*** RECORDED INFORMATION ***

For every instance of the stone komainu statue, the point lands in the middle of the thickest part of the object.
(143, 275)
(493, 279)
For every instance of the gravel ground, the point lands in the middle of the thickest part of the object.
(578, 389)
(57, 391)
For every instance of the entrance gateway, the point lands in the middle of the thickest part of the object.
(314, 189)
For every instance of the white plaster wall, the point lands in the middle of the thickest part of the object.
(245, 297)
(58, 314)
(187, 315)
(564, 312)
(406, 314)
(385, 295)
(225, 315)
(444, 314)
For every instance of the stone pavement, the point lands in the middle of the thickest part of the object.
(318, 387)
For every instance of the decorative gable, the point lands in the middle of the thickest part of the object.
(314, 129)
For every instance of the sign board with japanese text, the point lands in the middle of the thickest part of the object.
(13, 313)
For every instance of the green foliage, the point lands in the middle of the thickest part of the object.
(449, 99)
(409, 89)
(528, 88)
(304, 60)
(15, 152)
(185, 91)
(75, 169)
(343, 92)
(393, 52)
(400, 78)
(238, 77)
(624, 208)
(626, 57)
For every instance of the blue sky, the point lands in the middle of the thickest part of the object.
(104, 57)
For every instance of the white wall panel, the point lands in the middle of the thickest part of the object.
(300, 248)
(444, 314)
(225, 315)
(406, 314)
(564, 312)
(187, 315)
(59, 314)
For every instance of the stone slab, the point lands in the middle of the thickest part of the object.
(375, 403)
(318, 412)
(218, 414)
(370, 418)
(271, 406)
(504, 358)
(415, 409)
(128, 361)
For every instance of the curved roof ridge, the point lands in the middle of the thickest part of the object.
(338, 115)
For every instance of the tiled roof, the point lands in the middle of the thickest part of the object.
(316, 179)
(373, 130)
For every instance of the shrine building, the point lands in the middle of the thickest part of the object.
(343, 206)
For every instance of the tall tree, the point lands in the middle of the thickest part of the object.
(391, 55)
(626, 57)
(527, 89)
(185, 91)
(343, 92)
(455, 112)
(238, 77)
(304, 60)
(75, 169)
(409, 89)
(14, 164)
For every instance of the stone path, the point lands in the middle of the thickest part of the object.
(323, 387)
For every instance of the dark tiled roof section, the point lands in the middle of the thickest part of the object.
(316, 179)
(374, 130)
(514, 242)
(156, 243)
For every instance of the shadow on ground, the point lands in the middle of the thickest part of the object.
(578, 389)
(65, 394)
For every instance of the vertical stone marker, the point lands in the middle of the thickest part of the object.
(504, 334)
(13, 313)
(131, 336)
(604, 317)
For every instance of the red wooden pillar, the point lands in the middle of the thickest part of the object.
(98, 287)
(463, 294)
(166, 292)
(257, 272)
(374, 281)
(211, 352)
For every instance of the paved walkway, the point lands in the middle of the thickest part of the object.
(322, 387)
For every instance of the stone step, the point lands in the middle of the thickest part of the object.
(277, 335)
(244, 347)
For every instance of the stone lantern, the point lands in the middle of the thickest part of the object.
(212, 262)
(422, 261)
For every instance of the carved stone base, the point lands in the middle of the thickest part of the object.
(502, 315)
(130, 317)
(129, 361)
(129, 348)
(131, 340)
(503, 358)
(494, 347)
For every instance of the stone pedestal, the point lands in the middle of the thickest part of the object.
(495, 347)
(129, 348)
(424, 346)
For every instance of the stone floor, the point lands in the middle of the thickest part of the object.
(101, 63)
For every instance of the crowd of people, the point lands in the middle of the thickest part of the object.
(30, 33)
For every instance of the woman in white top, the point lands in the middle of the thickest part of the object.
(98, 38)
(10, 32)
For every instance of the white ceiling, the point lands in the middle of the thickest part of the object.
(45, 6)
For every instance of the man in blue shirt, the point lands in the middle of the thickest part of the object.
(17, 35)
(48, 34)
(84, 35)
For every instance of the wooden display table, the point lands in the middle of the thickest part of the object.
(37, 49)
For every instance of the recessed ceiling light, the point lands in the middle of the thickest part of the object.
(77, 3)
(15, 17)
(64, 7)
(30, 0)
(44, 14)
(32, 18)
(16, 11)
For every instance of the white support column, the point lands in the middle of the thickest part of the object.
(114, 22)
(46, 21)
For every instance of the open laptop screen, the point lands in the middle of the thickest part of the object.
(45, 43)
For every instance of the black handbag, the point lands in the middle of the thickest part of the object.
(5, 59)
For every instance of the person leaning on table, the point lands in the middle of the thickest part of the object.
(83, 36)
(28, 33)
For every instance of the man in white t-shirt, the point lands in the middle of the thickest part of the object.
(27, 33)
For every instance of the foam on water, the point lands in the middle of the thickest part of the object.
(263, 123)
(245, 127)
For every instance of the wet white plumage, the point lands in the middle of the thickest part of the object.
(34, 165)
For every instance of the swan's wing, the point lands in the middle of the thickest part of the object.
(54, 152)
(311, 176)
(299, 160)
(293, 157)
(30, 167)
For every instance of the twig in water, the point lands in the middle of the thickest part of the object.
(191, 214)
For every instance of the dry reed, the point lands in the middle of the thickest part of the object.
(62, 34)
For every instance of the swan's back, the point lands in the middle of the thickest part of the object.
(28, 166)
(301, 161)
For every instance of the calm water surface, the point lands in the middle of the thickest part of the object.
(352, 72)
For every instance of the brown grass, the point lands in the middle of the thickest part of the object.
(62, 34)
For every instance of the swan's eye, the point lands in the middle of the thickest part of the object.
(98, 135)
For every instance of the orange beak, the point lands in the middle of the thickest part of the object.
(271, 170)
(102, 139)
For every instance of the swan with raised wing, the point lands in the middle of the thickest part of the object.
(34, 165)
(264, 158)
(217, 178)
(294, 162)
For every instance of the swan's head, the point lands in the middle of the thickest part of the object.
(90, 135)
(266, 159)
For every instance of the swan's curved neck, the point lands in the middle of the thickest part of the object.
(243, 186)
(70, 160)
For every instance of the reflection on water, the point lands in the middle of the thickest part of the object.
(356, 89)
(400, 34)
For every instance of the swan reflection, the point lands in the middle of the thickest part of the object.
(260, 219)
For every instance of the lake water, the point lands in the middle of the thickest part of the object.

***

### OBJECTIVE:
Type out the whole listing above again, exactly as it stands.

### TASK ANSWER:
For every instance of the stone komainu statue, the point lands in the middle of the thickest part of the object.
(143, 275)
(493, 279)
For every instance of the gravel ground, the point lands in the middle of the thickest part of the object.
(578, 389)
(57, 391)
For every instance of the entrance gateway, the point lands in the middle of the thickest part of the object.
(314, 189)
For every instance of the white plaster wall, the point lands in the middle of the thickest part of the object.
(245, 297)
(58, 314)
(187, 315)
(564, 312)
(406, 314)
(385, 295)
(225, 315)
(444, 314)
For every instance of the stone pavement, the point lands in the middle of the thickest part of the object.
(318, 387)
For every instance of the decorative gable, the point lands in the middle of the thickest part of the object.
(314, 129)
For every instance of the sign board with japanese text, the point lands in the middle of the thickest part of the object.
(13, 313)
For every instance of the green foliage, the point lands in the middle of the thickest part of the object.
(449, 99)
(409, 89)
(528, 88)
(304, 60)
(15, 152)
(185, 91)
(75, 169)
(343, 92)
(393, 52)
(400, 78)
(238, 77)
(624, 208)
(626, 57)
For every instance of the blue sky, the point lands in the middle of the thickest part of the object.
(104, 57)
For every instance of the white wall panel, the point lands in the middle of the thickest part of the object.
(300, 248)
(444, 314)
(225, 315)
(406, 314)
(564, 312)
(187, 315)
(59, 314)
For every instance of the stone slab, the point lands in the middle of the thickest part of the object.
(375, 403)
(318, 412)
(218, 414)
(370, 418)
(271, 406)
(504, 358)
(415, 409)
(128, 361)
For every instance of the curved roof ridge, the point lands in the middle of the thickest part of the object.
(338, 115)
For every instance of the tiled roof, the point lands in the middle of the thickest part of the object.
(316, 179)
(373, 130)
For every instance of the shrine building, the point lands in the middle of the thickest part of the object.
(343, 206)
For every instance of the tall tree, the point lands in the middle of the thickest part of the object.
(391, 55)
(626, 57)
(527, 89)
(185, 91)
(343, 92)
(455, 112)
(238, 77)
(304, 60)
(75, 169)
(409, 89)
(14, 164)
For every instance of the stone path, the point lands in the middle of the thickest part of the object.
(323, 387)
For every instance of the dark tiled roof section, the point lands in the middle of the thickest part of the object.
(316, 179)
(374, 130)
(514, 242)
(156, 243)
For every instance of the shadow on ground, the point lands in the middle of the thickest part of the object.
(578, 389)
(65, 394)
For every instance of the vertical stone marker, the point lands in the middle of the thickest part of the object.
(504, 334)
(13, 313)
(131, 336)
(604, 317)
For every instance of the red wooden pillar, the point lands in the middle of the thickest part of the object.
(98, 287)
(463, 294)
(166, 292)
(257, 272)
(374, 281)
(211, 352)
For every instance of the paved walkway, the point lands in the middle of the thickest part of the object.
(322, 387)
For every instance of the stone step, the point lands in the middle of the thickest part of the object.
(277, 335)
(244, 347)
For every instance of the stone lantern, the point lands in the middle of the thickest part of the object.
(212, 262)
(422, 261)
For every instance of the carved stone base, the point lands in the middle of the thickest part of the object.
(502, 315)
(130, 317)
(129, 361)
(129, 348)
(131, 340)
(503, 358)
(494, 347)
For every instance of the stone pedestal, the point lands in the middle of the thickest part of the object.
(495, 347)
(129, 348)
(424, 346)
For every instance of the stone floor, the point lands in the middle of the thickest part of the object.
(101, 63)
For every instance of the crowd of people, the point lands in the middle of the thickest part of the object.
(30, 33)
For every instance of the woman in white top, the point lands in the middle of the thickest part of the object.
(98, 38)
(10, 32)
For every instance of the white ceiling, the point lands in the middle of the thickest part of the object.
(45, 6)
For every instance of the man in blue shirt, the point lands in the middle of the thickest part of the object.
(17, 35)
(48, 34)
(84, 35)
For every instance of the wooden display table, the point lands in the middle of the thickest part of the object.
(37, 49)
For every instance of the recessed ceiling light, the point lands in the middle of the thickest part of the object.
(77, 3)
(15, 17)
(64, 7)
(30, 0)
(44, 14)
(32, 18)
(16, 11)
For every instance of the white support column, the point lands in the middle of the thickest part of the object.
(114, 22)
(46, 21)
For every instance of the open laptop screen, the point lands in the middle of the thickest part of the object.
(45, 43)
For every instance of the black handbag, the point lands in the middle of the thickest part of the object.
(5, 59)
For every instance of the person leaning on table, the point lands in the middle of the thickest part of the object.
(83, 36)
(28, 33)
For every instance of the man in white t-shirt, the point lands in the middle of the thickest part of the object.
(27, 33)
For every instance of the foam on water, the point lands in the middle of the thickest part of the object.
(263, 123)
(245, 127)
For every instance of the wet white plumage, the point lands in the middle of the thickest part of the object.
(34, 165)
For every instance of the swan's wing, the point lands in the middle of the thickest part of the object.
(54, 152)
(311, 176)
(299, 160)
(293, 157)
(30, 167)
For every instance of the twig in water, the point lands in the middle of the thickest part of the object.
(191, 214)
For every instance of the dry reed, the point lands in the middle of the thickest part of the object.
(62, 34)
For every instance of the swan's back, the point lands in the middle of the thickest part of the object.
(28, 166)
(301, 161)
For every instance of the calm water surface, the point lands in the middle of the thickest part of the object.
(352, 72)
For every instance of the brown grass, the point lands in the middle of the thickest part of the object.
(62, 34)
For every instance of the swan's eye, the point lands in the middle of the thickest part of the object.
(98, 135)
For every instance of the orange beak, the point lands in the middle of the thickest part of the object.
(271, 170)
(102, 139)
For every instance of the swan with raised wing, the point lands in the middle of the thickest part of the object.
(34, 165)
(264, 158)
(217, 178)
(294, 162)
For every instance of the swan's head, the point lands in the middle of the thickest part of the object.
(90, 135)
(266, 159)
For every instance of the swan's curved neck, the point lands in the middle of the thickest part of the object.
(243, 186)
(70, 160)
For every instance of the reflection on water, the point lands in the middle of the thickest part of the object.
(356, 89)
(400, 34)
For every instance of the swan reflection, the point lands in the middle of the thickest part of the object.
(260, 219)
For every instance of the lake water, the point lands in the middle of the thickest part of the object.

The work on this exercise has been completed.